Supplied text
1. Introduction

Polarization is a critical parameter in the linear and non-linear interaction of laser radiation with matter. For example, simple Fresnel reflection from a dielectric interface near Brewster’s angle [1], atomic absorption and emission of light in the presence of a magnetic field (Zeeman effect) [2] and ultrafast laser surface ablation [3] all show significant effects of incident polarization state. In [3], the observed asymmetric ablation geometries and nano-structures were related to the direction of linear polarization. Also, high intensity non-linear phenomena such as self-focusing [4], filamentation [5–7] and multi-photon ionization (MPI) in atoms [8, 9], molecules [10] and solids [11, 12] are all polarization sensitive. With MPI at low non-linear order N ≤ 4, circular polarization couples more strongly than linear [8, 9] while at high N ≥ 6 a significant reversal occurs, decisively demonstrated in the 6-photon MPI of fused silica and sapphire with near-infrared (NIR), 50fs laser pulses yielding (σ₆ ^lin/ σ₆ ^circ) ~3.7 and ~7 respectively [12] in agreement with theoretical predictions [13]. These differences arise from quantum selection rules, applicable even in solids and related to conservation of angular momentum during the absorption process.

Femtosecond inscription inside dielectrics with linear polarization can lead to birefringent photonic components [14] and nano-scale periodic modulation of refractive index through interference between the laser field and the electric field of bulk electron plasma waves [15]. In addition, surface nanostructuring of metals and semi-conductors with ultrashort laser pulses near ablation threshold creates wavelength-scale laser induced periodic surface structures (LIPSS), perpendicular to the local electric field vector and thus highly polarization sensitive [16, 17]. Furthermore, static plane wave radial and azimuthal polarization states have been used for demonstrating precise, high numerical aperture (NA = 0.9) nanostructuring of glass which revealed clearly the polarization states while also showing the predicted z-component of the electric field [18].

In all these examples, the ability to control and manipulate the state of polarization of the incident beam is desirable as it allows better control of laser-material interactions. A number of methods have been developed for polarization control. These methods can be categorized as dynamic or static. Dynamic methods typically involve modifying the direction of a linear polarization with time. For example, by using continuously rotating waveplates during laser microprocessing, the quality of the produced structures can be greatly improved [19–21]. However, the mechanical rotation of optical components can be adversely affected by vibrations and prone to mechanical failure. An alternative dynamic method used low bandwidth real-time switching between two orthogonal linear polarization states with the aid of a liquid-crystal polarization rotator [22]. Static methods include for example the generation of spatially structured polarization fields such as radial or azimuthal. These can be produced with a birefringent plate [23] or a Spatial Light Modulator (SLM) [24, 25].

Exercise instructions
#1 From the introduction on laser polarization, transcribe the passage that begins at the words "Femtosecond inscription inside" and ends after the words "electric field [18].".
#2 For each statement below, say whether the introduction on laser polarization agrees with it, answering yes or no and quoting the deciding words from the text.
(a) Laser induced periodic surface structures form perpendicular to the local electric field vector.
(b) In multi-photon ionization at low non-linear order N ≤ 4, linear polarization couples more strongly than circular.
(c) The liquid-crystal polarization rotator switched between three linear polarization states.

(Stored records)
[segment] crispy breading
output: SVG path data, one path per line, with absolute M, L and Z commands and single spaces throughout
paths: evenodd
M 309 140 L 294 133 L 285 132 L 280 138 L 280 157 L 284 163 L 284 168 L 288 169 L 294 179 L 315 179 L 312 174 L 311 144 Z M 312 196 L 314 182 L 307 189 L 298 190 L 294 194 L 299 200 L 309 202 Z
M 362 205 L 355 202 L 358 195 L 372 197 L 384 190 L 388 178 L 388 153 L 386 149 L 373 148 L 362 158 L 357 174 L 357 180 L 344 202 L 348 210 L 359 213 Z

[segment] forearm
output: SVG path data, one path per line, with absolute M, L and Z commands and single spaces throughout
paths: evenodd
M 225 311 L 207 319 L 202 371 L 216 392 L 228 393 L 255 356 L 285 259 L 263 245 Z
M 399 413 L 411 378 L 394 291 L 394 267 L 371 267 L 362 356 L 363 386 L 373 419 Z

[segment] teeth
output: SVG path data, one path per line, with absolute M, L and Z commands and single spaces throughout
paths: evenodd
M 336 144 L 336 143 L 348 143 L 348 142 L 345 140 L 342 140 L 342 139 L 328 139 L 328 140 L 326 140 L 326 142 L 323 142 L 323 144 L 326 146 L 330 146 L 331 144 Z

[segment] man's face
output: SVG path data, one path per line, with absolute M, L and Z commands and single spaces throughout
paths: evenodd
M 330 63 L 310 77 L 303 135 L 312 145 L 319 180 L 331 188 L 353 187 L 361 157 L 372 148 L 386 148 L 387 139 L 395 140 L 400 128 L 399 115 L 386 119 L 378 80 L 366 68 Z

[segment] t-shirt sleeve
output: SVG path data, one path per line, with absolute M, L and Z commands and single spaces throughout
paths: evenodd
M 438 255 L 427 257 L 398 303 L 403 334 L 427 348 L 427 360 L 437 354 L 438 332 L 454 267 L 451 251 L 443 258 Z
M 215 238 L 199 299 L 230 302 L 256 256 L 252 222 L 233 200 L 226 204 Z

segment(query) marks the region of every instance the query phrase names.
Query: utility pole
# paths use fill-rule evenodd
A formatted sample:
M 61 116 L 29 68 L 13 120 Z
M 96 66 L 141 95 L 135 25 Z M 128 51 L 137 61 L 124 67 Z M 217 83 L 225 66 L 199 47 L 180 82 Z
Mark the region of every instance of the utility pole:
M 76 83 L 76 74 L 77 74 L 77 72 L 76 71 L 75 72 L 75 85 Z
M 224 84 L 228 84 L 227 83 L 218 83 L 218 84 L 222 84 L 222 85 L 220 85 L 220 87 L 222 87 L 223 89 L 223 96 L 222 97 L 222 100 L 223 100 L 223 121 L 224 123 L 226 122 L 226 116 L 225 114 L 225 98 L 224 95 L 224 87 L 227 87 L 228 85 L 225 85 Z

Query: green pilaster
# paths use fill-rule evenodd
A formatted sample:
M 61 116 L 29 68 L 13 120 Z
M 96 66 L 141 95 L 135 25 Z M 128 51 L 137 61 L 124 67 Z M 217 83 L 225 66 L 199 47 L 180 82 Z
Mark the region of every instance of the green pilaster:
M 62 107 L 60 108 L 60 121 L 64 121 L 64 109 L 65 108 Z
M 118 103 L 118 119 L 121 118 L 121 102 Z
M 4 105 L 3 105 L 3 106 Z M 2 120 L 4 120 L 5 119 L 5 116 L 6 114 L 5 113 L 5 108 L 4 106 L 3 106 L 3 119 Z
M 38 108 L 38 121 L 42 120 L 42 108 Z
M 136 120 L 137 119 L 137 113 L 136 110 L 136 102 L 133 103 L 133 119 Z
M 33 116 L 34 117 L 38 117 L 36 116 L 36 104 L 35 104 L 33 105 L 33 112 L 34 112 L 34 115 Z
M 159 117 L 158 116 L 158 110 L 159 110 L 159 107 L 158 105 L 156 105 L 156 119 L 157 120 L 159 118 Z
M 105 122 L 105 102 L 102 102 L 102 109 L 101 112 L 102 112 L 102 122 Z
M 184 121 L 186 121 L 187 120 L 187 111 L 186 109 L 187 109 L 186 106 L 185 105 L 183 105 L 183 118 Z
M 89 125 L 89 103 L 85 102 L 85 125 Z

The results
#1
Femtosecond inscription inside dielectrics with linear polarization can lead to birefringent photonic components [14] and nano-scale periodic modulation of refractive index through interference between the laser field and the electric field of bulk electron plasma waves [15]. In addition, surface nanostructuring of metals and semi-conductors with ultrashort laser pulses near ablation threshold creates wavelength-scale laser induced periodic surface structures (LIPSS), perpendicular to the local electric field vector and thus highly polarization sensitive [16, 17]. Furthermore, static plane wave radial and azimuthal polarization states have been used for demonstrating precise, high numerical aperture (NA = 0.9) nanostructuring of glass which revealed clearly the polarization states while also showing the predicted z-component of the electric field [18].

#2
(a) Yes: "perpendicular to the local electric field vector"
(b) No: "circular polarization couples more strongly than linear"
(c) No: "switching between two orthogonal linear polarization states"